===== Provided passage =====

His gift to Tucker Carlson is one of many capitulations to the far-right extremists in the party for Kevin McCarthy

Last week, America received proof beyond a reasonable doubt that Fox News is a dishonest institution that spread Donald Trump's Big Lie knowing full well that he did not win the election.  
.... House Speaker Kevin McCarthy announced that he saw fit to give unfettered access to 41,000 hours of Capitol surveillance footage from the Jan. 6 insurrection to none other than Tucker Carlson.  
These tapes have been closely guarded by the Capitol Police ever since the event and have been turned over to the January 6 Committee and Justice Department prosecutors, as well as defense lawyers, but no one in the media has been given access — until now: ....
Tucker probably planes to use the footage out of context to foment rage and hate. If someone(s) gets killed, he can always happily blame it on Joe and Hunter Biden and that pesky laptop. Most of the base will probably love it. Lest we forget, NPR reported this in Sept. 2020:
Now comes the claim that you can't expect to literally believe the words that come out of Carlson's mouth. And that assertion is not coming from Carlson's critics. It's being made by a federal judge in the Southern District of New York and by Fox News's own lawyers in defending Carlson against accusations of slander. It worked, by the way.

=====

• _To do_:
a - In the commentary on McCarthy and Carlson, how many hours of Capitol surveillance footage did McCarthy give Tucker Carlson access to?
b - Retype the commentary on McCarthy and Carlson between "Last week, America" and "until now: ....", inclusive.
c - Which people does the commentary on McCarthy and Carlson name?

===== Dataset =====

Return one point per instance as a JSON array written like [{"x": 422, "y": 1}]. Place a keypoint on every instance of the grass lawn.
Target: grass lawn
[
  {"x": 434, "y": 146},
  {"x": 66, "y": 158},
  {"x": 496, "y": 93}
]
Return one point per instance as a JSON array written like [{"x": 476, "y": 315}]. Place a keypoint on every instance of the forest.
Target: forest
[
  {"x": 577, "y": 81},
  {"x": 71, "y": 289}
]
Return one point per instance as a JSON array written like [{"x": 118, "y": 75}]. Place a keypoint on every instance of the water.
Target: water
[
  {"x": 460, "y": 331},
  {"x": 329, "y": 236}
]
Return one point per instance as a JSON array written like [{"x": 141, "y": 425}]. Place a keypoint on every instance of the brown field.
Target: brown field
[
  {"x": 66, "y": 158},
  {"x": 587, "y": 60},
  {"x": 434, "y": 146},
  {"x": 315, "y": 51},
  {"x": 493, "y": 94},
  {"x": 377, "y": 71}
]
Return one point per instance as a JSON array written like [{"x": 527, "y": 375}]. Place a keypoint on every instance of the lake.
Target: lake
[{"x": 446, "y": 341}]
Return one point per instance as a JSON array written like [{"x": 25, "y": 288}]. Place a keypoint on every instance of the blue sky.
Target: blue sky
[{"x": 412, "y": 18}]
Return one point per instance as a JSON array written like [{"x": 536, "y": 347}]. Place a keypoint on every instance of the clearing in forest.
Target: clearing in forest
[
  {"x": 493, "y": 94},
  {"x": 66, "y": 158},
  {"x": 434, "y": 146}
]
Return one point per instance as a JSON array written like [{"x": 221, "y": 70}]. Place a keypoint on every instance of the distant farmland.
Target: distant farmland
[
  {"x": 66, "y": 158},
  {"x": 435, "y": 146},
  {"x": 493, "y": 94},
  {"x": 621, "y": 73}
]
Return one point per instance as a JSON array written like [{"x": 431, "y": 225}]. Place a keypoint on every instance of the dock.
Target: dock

=====

• _Responses per task_:
a - 41,000 hours

b -
Last week, America received proof beyond a reasonable doubt that Fox News is a dishonest institution that spread Donald Trump's Big Lie knowing full well that he did not win the election.  
.... House Speaker Kevin McCarthy announced that he saw fit to give unfettered access to 41,000 hours of Capitol surveillance footage from the Jan. 6 insurrection to none other than Tucker Carlson.  
These tapes have been closely guarded by the Capitol Police ever since the event and have been turned over to the January 6 Committee and Justice Department prosecutors, as well as defense lawyers, but no one in the media has been given access — until now: ....

c - Kevin McCarthy, Tucker Carlson, Donald Trump, Joe Biden, Hunter Biden